(Problem description) Nothing but the lines from the one that contains "For the rein" through the end of the data should be reproduced, and each must match exactly.

--- Records to use ---

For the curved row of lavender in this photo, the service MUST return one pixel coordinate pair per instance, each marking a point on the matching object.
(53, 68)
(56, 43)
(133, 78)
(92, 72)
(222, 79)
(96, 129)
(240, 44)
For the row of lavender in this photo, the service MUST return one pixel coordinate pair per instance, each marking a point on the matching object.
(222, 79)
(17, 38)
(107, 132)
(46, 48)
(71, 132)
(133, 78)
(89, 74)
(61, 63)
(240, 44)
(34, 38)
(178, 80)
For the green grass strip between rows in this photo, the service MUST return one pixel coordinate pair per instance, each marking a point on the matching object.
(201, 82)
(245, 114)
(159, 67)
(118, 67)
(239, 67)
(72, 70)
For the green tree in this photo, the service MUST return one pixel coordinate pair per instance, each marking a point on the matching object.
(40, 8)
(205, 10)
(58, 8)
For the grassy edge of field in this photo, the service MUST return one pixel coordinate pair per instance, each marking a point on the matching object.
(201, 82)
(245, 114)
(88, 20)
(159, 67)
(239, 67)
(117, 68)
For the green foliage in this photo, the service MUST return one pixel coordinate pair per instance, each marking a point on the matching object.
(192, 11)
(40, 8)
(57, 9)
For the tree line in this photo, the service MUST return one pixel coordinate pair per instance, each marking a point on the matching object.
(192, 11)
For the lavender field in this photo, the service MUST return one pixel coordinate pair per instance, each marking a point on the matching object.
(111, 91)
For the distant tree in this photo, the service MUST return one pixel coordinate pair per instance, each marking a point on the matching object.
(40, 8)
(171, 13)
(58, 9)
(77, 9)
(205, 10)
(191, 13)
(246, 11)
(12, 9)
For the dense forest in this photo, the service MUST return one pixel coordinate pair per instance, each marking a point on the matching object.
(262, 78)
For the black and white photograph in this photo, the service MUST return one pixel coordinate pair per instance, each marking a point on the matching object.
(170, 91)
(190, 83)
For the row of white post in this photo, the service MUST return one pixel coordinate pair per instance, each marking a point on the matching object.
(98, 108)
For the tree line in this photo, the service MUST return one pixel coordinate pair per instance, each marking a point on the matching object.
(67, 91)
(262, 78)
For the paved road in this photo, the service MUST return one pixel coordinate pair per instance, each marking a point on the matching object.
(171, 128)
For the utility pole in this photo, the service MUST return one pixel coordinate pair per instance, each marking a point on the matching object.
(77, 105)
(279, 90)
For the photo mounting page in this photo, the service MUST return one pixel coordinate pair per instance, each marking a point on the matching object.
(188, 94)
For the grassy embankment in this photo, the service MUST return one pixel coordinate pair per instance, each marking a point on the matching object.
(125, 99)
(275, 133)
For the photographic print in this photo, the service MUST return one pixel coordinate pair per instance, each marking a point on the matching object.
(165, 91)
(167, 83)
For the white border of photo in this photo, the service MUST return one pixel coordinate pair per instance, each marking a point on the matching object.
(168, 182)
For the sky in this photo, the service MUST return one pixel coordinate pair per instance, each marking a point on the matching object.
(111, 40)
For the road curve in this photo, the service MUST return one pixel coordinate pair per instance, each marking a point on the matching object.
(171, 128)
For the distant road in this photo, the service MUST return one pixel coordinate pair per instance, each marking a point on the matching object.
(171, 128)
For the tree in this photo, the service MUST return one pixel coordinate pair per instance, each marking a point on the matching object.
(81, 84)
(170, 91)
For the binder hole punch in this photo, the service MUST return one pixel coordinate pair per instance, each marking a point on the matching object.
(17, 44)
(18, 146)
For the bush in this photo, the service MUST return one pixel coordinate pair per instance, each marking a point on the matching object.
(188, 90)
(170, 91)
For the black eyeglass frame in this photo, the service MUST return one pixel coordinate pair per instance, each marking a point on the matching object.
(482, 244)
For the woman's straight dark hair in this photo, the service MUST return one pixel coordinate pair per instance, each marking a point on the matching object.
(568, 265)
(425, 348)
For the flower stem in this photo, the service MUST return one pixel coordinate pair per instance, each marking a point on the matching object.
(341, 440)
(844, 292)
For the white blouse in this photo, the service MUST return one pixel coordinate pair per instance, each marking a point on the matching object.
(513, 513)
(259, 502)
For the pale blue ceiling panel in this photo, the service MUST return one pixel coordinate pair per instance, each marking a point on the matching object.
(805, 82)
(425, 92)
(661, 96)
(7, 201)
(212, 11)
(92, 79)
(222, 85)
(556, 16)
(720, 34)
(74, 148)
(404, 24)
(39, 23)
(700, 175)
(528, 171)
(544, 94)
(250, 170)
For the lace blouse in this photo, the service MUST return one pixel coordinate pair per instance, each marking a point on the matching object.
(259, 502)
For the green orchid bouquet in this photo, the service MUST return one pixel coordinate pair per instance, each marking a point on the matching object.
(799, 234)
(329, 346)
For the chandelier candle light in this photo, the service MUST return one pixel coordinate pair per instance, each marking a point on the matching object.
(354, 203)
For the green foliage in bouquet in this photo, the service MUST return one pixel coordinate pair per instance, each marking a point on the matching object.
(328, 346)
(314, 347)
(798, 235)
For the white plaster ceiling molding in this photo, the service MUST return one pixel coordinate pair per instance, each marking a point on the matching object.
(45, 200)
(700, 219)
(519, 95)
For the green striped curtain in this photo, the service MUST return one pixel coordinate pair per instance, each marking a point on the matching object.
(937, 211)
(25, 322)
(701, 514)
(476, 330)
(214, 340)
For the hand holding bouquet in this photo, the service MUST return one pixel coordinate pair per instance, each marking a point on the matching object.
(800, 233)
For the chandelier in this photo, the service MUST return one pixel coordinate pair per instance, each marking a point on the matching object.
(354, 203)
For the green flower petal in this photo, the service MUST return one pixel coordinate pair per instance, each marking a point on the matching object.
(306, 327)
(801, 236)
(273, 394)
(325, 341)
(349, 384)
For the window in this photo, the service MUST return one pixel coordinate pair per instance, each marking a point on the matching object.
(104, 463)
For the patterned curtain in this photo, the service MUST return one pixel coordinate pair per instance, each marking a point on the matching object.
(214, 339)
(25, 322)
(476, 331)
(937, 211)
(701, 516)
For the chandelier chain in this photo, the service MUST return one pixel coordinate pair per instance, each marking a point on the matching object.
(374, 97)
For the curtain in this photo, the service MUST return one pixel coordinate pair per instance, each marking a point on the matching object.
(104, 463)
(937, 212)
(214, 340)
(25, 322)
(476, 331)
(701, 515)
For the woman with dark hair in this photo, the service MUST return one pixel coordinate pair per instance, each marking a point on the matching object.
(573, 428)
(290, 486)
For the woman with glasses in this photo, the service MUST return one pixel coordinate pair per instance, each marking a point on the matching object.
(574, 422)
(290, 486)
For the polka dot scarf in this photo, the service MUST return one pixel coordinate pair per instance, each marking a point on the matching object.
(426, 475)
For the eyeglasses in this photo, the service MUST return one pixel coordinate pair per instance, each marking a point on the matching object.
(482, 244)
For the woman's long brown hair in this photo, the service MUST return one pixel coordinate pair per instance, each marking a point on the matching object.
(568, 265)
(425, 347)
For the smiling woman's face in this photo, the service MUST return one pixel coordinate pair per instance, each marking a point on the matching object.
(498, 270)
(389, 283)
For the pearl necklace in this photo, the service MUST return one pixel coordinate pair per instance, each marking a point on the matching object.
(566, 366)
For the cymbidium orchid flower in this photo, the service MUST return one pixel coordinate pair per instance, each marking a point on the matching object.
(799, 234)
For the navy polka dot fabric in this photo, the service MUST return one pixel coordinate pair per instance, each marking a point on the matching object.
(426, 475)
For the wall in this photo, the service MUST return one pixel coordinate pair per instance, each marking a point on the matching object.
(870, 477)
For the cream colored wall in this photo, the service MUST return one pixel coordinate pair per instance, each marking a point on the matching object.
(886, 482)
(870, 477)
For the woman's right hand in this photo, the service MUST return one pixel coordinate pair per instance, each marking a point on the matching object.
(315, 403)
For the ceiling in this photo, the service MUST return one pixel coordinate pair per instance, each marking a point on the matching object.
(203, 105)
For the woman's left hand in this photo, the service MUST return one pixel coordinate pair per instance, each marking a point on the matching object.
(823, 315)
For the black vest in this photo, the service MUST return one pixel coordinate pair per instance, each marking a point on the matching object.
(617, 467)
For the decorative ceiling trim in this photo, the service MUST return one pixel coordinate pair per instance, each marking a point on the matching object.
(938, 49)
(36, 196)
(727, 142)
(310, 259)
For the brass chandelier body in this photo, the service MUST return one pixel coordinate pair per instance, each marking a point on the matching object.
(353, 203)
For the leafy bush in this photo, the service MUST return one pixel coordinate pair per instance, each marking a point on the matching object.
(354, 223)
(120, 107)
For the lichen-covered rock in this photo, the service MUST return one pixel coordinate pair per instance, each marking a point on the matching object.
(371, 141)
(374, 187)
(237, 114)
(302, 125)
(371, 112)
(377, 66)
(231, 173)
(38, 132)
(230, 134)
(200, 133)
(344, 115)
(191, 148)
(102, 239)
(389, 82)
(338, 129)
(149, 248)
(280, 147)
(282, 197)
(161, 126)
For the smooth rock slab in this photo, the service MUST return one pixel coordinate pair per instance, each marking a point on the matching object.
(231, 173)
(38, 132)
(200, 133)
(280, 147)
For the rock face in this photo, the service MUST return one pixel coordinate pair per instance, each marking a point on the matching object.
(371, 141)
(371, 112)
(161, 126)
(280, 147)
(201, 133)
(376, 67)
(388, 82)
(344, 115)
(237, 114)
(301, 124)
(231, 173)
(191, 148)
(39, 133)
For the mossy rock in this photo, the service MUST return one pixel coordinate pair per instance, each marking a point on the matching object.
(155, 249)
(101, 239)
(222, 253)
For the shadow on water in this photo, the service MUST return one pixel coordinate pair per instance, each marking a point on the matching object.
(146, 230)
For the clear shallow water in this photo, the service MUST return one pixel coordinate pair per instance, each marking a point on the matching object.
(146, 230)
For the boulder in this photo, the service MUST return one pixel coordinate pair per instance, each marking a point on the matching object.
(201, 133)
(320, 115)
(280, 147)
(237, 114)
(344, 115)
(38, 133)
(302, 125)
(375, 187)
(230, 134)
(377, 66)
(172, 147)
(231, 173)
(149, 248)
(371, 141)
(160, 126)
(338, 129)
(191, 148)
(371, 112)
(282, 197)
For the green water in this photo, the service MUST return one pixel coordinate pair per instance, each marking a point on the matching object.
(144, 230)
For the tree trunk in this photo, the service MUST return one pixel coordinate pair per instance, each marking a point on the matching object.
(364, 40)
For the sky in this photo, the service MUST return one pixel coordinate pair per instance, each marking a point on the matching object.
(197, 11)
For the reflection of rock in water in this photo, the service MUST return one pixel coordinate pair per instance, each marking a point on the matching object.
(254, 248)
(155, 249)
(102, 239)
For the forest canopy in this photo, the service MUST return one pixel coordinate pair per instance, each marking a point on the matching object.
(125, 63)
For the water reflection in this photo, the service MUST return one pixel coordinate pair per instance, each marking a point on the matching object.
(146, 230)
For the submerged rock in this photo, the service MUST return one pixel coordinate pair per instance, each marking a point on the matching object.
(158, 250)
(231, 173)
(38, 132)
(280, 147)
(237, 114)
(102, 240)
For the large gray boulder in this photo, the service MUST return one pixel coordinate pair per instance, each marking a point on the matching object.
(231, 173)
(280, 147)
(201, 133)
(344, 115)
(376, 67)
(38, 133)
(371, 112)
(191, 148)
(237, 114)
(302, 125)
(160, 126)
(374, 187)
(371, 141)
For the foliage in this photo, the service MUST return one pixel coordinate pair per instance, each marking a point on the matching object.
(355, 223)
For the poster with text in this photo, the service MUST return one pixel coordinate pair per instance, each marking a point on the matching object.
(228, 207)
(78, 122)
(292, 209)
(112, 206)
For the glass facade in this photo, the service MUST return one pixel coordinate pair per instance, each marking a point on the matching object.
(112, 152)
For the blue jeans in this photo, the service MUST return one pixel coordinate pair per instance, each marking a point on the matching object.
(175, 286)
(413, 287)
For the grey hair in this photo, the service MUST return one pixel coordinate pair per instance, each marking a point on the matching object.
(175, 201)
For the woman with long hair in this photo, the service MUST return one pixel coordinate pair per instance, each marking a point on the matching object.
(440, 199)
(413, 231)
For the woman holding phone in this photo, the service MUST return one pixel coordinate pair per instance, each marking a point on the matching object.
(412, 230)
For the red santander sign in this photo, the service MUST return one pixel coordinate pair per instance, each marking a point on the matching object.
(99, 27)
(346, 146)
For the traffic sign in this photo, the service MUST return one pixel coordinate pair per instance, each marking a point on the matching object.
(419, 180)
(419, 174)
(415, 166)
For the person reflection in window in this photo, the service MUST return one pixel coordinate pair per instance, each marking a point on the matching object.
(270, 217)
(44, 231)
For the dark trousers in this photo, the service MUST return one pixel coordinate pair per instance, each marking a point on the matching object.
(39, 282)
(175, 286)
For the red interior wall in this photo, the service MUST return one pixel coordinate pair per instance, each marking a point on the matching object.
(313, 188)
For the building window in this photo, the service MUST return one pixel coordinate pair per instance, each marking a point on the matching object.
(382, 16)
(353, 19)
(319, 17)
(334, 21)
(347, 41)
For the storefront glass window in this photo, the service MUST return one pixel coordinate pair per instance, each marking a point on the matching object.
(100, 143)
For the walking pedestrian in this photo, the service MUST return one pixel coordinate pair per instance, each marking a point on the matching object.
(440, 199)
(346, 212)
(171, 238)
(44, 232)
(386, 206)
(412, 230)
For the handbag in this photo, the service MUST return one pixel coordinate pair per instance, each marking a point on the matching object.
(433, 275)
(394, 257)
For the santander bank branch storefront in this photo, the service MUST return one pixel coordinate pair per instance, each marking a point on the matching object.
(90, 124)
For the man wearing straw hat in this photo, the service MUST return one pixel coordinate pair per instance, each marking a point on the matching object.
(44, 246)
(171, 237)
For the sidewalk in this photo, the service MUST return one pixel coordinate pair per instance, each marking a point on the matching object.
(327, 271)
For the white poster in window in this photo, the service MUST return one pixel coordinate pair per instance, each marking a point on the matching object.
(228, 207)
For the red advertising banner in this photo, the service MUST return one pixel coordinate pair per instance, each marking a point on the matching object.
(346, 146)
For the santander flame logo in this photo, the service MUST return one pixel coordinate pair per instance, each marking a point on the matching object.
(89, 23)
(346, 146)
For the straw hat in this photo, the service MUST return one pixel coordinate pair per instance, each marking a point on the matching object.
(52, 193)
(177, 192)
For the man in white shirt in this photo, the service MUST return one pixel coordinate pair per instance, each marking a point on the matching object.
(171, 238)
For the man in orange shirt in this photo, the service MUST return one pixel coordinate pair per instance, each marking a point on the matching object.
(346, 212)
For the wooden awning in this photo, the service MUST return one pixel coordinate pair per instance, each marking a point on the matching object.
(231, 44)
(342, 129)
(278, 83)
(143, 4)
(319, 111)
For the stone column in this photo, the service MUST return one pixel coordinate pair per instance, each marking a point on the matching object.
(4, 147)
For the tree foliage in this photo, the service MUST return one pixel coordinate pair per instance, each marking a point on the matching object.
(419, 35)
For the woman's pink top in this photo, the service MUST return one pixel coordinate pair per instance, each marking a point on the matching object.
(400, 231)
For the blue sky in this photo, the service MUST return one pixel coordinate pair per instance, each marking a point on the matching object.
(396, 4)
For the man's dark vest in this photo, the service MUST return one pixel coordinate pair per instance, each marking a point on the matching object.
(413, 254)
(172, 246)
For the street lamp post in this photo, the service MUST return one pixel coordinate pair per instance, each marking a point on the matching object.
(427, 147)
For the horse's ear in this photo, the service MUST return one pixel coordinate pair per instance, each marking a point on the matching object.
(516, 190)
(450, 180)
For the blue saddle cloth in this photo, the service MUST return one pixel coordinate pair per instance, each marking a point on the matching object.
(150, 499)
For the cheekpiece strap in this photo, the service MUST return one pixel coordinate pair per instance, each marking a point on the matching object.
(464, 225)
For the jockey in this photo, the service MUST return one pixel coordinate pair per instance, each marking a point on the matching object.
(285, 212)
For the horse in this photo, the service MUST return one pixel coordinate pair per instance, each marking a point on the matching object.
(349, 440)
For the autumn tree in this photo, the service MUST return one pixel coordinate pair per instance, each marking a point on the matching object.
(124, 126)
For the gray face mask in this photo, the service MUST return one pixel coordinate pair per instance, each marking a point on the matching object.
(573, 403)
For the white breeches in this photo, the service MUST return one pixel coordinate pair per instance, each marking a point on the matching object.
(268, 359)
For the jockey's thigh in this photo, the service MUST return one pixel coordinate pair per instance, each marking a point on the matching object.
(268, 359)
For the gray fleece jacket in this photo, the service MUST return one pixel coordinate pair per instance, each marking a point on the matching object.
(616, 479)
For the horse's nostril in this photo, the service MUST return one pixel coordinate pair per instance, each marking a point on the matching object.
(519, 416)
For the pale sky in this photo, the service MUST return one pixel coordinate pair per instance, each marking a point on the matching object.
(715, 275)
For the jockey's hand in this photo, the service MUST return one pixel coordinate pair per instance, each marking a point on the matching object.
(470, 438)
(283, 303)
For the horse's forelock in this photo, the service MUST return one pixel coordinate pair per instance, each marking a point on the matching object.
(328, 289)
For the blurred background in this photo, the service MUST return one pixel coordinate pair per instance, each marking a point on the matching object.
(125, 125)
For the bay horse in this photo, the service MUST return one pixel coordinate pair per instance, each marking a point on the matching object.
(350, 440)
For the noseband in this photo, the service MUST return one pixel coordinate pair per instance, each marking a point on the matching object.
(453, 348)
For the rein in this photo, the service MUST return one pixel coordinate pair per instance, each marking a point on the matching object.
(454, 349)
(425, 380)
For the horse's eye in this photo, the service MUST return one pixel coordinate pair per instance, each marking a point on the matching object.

---

(Written response)
For the rein in this photo, the service MUST return one pixel coordinate pair per instance, each marking a point on the matching object.
(454, 349)
(425, 380)
For the horse's eye in this photo, the service MUST return one pixel coordinate pair per instance, each marking a point on the matching object.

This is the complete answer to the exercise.